— Begin GIVEN RECORDS —

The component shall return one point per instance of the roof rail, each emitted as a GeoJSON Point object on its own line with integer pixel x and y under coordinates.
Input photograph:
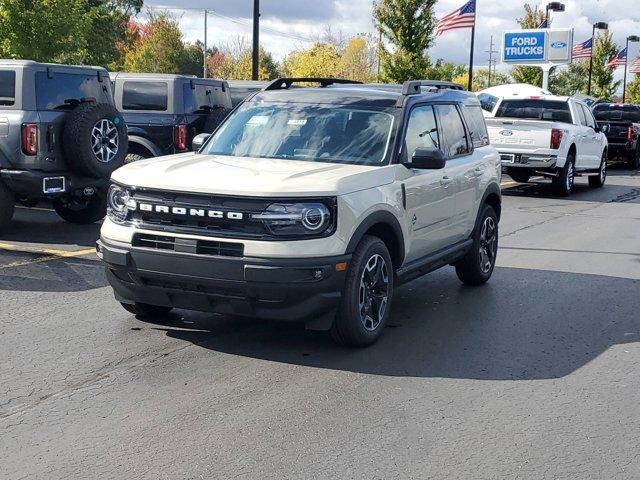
{"type": "Point", "coordinates": [285, 83]}
{"type": "Point", "coordinates": [414, 87]}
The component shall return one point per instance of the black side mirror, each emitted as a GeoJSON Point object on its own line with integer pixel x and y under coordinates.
{"type": "Point", "coordinates": [427, 159]}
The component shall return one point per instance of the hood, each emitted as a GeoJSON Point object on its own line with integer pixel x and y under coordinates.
{"type": "Point", "coordinates": [223, 175]}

— End GIVEN RECORDS —

=== PROBLEM TO SOLVE ===
Please rewrite the records from the line containing "The component shall return one point per instance of the black" through the end of the records, changing "side mirror" to "door mirror" and leaving everything else as it is.

=== RESULT ===
The component shall return one point per instance of the black door mirror, each emitted as a GeoJSON Point object on its own line with integer pixel x and y under coordinates.
{"type": "Point", "coordinates": [427, 159]}
The component shall return one point per instance of the hood, each emitted as a GeoJSON Point object on its own line with integer pixel x and y under coordinates.
{"type": "Point", "coordinates": [223, 175]}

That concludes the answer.